=== Passage provided ===
----

Look at Your Shop’s Progress Over the Long Term
The here and now is not always a good indicator of where you stand as a company and the positive changes you are making.
About a year ago, I found myself very frustrated because our shop was not doing well. You see, we had to throw away an entire run of parts because an insert chipped. Despite how many times I have said to check the tools before we leave for the night because it is cheaper to change the insert than to rick a bucket of bad parts, we had forgotten to change the insert. It failed soon after we closed the doors.
I walked back to our scrap barrels and found dozens of parts piled up. Additionally, we had an assembly project that had been lingering for months, and the customer was calling, telling us to deliver the unit. Ouch.
What was going on here? All of a sudden, it seemed like we couldn’t get out of our own way. Our scrap rates had spiked, deliveries were being missed, parts were being returned and our customers were complaining. Why couldn’t we seem to do even the basic things right? I was angry. First, we made bad parts that no one discovered, and then we shipped them out. To make matters worse, our new five-axis machining center, with a fancy robot and 35 pallet stations, was still sitting idle. We spent $1 million on a machine that was not running. Not only that, it hadn’t even been powered up since it was installed a year and a half ago.

----

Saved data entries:
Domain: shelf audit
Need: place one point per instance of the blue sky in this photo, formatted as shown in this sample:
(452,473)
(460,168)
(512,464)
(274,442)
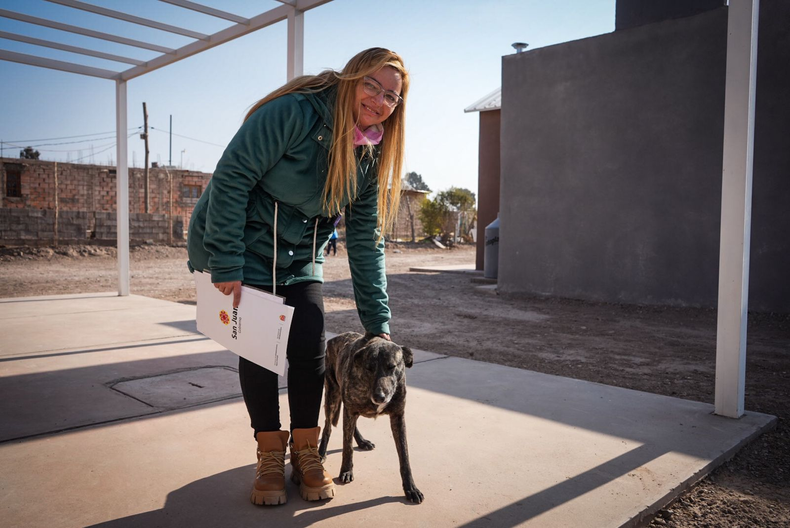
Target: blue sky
(452,48)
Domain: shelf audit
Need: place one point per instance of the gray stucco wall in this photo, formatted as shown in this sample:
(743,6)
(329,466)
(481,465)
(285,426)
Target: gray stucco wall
(633,13)
(611,168)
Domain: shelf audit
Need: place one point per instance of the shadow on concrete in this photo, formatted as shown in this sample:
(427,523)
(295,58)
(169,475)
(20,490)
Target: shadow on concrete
(223,500)
(69,398)
(25,357)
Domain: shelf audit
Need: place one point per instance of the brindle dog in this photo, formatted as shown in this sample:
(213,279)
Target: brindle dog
(367,374)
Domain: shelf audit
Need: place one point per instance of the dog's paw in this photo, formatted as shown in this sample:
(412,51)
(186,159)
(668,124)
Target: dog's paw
(366,445)
(414,495)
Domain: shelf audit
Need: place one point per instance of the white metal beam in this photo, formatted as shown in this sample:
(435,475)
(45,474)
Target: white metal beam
(200,8)
(272,16)
(32,60)
(307,5)
(295,43)
(130,18)
(736,206)
(122,187)
(71,49)
(82,31)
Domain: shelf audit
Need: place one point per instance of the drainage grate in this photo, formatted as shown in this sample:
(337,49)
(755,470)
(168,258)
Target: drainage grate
(184,388)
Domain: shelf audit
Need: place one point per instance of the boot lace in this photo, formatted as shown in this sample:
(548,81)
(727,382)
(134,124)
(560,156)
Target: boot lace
(270,462)
(309,459)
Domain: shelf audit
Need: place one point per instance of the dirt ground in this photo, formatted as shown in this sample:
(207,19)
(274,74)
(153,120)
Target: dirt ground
(668,351)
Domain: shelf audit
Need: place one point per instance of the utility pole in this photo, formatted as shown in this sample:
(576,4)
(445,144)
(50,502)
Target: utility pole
(144,136)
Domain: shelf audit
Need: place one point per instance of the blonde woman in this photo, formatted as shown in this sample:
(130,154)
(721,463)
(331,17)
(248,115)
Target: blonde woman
(320,146)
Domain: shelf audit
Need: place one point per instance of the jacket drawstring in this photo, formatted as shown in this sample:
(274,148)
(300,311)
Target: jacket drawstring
(274,260)
(315,235)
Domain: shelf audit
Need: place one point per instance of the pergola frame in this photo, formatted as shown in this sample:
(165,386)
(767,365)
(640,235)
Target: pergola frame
(737,162)
(291,10)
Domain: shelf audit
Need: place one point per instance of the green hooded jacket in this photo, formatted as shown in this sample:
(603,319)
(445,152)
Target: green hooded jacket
(280,156)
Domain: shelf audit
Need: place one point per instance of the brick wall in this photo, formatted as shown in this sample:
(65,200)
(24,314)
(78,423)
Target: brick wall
(36,227)
(83,198)
(401,230)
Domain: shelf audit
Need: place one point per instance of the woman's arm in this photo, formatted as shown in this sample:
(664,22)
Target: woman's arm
(366,260)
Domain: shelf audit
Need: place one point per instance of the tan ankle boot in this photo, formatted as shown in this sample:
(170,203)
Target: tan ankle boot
(314,482)
(269,487)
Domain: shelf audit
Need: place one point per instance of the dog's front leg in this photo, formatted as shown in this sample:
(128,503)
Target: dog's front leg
(349,425)
(398,425)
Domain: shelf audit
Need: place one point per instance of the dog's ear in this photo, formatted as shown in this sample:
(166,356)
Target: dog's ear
(408,356)
(359,356)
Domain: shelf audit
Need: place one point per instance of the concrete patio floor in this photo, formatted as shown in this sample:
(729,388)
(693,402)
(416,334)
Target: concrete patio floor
(116,412)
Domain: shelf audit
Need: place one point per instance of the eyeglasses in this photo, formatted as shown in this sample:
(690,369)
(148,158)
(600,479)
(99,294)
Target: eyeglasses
(373,88)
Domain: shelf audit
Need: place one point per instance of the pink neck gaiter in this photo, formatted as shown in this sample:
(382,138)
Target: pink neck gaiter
(370,136)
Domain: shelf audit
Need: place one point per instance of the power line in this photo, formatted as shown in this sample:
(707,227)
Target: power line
(192,139)
(67,137)
(25,145)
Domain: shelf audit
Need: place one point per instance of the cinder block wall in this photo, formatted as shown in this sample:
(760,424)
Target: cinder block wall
(82,198)
(36,227)
(612,160)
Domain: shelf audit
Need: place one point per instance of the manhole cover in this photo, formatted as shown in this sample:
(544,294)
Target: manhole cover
(184,388)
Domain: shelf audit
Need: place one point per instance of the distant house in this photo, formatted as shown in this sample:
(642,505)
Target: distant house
(608,175)
(408,226)
(488,166)
(46,202)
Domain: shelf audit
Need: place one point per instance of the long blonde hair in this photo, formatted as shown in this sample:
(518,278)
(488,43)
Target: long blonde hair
(341,177)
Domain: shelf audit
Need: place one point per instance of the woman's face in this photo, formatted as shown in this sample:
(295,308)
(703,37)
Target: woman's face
(372,110)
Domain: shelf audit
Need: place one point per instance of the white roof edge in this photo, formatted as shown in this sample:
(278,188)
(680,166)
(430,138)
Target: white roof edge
(492,101)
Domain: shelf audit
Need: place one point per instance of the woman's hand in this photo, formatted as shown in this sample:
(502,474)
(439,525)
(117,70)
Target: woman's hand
(227,288)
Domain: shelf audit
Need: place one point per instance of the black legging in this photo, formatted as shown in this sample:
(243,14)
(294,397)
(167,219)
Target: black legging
(306,352)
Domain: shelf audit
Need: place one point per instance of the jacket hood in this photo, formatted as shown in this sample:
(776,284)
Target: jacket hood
(324,103)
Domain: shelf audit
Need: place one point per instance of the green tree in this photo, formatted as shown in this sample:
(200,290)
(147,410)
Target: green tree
(432,215)
(450,214)
(416,183)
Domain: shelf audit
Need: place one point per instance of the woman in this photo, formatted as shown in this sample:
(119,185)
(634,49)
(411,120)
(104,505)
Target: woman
(317,147)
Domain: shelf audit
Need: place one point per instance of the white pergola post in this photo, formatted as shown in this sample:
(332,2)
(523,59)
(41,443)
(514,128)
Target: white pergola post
(736,207)
(122,187)
(295,43)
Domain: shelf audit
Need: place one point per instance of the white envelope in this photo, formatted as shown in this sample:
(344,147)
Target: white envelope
(257,330)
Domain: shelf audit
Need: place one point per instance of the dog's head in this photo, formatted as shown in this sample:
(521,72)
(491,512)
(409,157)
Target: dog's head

----

=== List of tasks ===
A. Transcribe the passage from the article on the shop's long-term progress, starting at "Look at Your" and ending at "closed the doors.".
B. Continue the article on the shop's long-term progress after its final sentence.

=== Outputs by task ===
A.
Look at Your Shop’s Progress Over the Long Term
The here and now is not always a good indicator of where you stand as a company and the positive changes you are making.
About a year ago, I found myself very frustrated because our shop was not doing well. You see, we had to throw away an entire run of parts because an insert chipped. Despite how many times I have said to check the tools before we leave for the night because it is cheaper to change the insert than to rick a bucket of bad parts, we had forgotten to change the insert. It failed soon after we closed the doors.

B.
At this point I was not happy. “Slow down, Tony,” I told myself. Maybe, just maybe, the problem was not in the shop, maybe it was me. Or, maybe it was the way I was looking at things. So, I decided to turn things around by not focusing on the negatives. Instead, I would look at the positives. I have always believed that it is important to look at the big picture even though it is easy to forget to practice what I preach. All the things I described above happened in a relatively short period of time. In order for me to see our situation with more clarity, I needed to look at things over for a longer period of time.
When I looked back at the situation a year later, I realized that we had significantly changed our customer base. We reduced our dependence on a major customer, and we worked to bring in customers from new industries. We developed our own parts washer and added it to our production line. We were continuing to work toward a change in ownership. We had employees step up and assume leadership roles when we lost our main programmer and engineer. Our workforce has been increasing, and we even hired a full-time Human Resources person to help fill the open positions as we continue to grow. What a difference a year can make.
During a recent conversation with Mike, the head of our lathe department, I asked, “Can you think back a year ago? Where were we, and what changes or improvements have we made since then?” He paused for a moment and reflected that we made two personnel changes within the lathe department during the past year. We also replaced one operator with another, which resulted in improved quality and reduced scrap. More recently, we added a young man who is “green,” but eager to learn.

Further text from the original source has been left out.